• **Short task**: Copy the items word for word, starting with the line that contains "Q: Point to the thick" and going on through the end of the items.

• **The input**:
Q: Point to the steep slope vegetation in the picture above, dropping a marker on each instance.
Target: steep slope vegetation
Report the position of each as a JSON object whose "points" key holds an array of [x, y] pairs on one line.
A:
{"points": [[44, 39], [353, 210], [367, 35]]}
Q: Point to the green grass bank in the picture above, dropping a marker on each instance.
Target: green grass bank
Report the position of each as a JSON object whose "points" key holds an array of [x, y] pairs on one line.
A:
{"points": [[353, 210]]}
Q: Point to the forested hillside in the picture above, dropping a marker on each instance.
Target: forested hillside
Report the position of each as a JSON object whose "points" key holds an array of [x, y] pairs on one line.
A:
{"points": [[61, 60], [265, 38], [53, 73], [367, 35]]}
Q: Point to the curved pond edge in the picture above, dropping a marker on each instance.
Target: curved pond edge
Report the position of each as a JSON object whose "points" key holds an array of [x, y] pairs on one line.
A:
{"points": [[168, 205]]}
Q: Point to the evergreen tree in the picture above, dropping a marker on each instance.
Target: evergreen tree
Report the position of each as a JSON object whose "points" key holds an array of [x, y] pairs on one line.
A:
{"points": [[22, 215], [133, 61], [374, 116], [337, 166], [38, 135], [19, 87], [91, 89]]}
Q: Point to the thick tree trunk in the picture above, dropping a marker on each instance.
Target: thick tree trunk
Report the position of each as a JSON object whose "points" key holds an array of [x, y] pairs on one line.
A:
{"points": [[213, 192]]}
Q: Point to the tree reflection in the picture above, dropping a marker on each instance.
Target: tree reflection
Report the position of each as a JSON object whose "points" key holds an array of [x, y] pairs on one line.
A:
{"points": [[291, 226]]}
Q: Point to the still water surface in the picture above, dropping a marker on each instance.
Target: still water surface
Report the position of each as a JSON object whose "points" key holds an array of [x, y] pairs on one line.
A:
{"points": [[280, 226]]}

• **Output below**:
Q: Point to the thick tree trunk in the picture above, dropping a marker on each instance.
Target: thick tree trunk
Report the position of each as a JSON object whose "points" key holds an array of [x, y] pairs on one line.
A:
{"points": [[213, 192]]}
Q: Point to the tree reflection in the picture above, dropping a marker on each instance.
Target: tree reflection
Report the position of each as a JSON object whose "points" key holds an array of [x, y] pairs on one line.
A:
{"points": [[291, 226]]}
Q: Point to the still water surface in the picture above, dropping a marker on each instance.
Target: still water surface
Report the position of each as a JSON object whose "points" key holds an array of [x, y] pairs on one line.
A:
{"points": [[280, 226]]}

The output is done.